## Natural language region descriptions
§

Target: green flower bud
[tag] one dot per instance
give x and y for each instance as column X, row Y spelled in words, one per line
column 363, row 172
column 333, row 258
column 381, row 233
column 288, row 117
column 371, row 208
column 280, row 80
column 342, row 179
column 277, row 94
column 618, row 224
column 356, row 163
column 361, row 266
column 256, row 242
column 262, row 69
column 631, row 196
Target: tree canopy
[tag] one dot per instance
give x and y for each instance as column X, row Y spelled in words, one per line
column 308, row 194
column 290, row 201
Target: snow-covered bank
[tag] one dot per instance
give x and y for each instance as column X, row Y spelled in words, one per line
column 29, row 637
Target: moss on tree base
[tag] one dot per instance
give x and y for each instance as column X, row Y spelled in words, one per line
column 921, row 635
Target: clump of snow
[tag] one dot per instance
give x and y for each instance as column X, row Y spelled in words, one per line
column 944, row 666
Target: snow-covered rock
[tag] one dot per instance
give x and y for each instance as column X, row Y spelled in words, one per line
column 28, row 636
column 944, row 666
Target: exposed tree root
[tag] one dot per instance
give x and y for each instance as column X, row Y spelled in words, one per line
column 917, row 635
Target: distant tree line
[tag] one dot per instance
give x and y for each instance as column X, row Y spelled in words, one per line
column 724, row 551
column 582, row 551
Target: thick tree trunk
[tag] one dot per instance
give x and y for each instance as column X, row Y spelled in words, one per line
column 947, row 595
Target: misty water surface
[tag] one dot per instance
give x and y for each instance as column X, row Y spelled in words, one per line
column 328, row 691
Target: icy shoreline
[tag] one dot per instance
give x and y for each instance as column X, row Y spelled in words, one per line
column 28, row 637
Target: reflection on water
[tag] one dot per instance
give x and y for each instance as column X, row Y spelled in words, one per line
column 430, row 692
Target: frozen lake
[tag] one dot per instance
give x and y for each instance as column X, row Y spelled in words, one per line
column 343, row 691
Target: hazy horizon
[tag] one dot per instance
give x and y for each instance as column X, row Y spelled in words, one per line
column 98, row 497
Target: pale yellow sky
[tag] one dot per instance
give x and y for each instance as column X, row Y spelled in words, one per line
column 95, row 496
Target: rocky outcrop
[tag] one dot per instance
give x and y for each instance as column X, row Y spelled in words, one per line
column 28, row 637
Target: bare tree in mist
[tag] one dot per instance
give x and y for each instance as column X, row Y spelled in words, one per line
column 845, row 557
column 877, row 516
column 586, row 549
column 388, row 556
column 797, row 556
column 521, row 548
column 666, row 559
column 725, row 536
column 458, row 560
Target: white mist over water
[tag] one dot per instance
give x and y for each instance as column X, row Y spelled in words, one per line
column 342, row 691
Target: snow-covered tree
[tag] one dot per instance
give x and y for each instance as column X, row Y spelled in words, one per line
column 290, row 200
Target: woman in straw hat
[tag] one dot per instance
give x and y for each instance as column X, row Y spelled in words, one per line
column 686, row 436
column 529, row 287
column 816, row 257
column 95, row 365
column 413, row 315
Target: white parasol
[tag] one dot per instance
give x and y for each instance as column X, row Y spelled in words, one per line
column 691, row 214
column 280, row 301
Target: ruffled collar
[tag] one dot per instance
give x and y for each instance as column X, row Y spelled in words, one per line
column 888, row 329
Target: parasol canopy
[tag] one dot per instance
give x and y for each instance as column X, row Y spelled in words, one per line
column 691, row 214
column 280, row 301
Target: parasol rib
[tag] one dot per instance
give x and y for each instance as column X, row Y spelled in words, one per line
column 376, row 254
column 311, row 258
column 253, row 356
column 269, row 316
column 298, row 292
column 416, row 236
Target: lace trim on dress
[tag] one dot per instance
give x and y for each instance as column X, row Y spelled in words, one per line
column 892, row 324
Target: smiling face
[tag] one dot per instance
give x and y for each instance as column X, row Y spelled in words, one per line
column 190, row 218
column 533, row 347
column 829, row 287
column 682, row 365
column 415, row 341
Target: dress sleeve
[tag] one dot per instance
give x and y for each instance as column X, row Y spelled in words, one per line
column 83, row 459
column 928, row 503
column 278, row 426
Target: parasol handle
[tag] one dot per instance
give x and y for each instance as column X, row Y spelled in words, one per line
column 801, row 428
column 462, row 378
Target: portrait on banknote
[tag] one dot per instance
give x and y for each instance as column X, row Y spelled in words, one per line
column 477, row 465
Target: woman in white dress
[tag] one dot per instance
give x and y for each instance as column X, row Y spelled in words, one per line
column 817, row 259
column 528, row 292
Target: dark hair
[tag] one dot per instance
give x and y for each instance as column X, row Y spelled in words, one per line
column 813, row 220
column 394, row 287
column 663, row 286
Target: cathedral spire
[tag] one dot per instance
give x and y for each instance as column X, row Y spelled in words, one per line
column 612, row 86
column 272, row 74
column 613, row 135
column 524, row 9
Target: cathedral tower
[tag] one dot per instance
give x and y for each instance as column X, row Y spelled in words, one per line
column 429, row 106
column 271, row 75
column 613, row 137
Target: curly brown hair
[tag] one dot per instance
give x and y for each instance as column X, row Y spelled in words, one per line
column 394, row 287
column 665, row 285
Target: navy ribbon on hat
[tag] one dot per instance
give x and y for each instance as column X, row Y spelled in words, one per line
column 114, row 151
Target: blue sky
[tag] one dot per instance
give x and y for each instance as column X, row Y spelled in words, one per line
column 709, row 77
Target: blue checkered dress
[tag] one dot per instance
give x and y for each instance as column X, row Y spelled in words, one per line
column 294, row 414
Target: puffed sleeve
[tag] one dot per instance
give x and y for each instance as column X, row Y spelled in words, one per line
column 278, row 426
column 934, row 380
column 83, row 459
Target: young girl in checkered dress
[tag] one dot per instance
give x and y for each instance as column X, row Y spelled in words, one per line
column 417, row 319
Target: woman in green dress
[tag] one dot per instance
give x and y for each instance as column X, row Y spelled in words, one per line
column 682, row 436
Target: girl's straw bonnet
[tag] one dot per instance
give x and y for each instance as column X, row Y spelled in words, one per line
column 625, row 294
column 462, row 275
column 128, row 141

§

## WHAT YOU HAVE TO DO
Respond with only the number of lines in the records that include the word "water".

## RESULT
3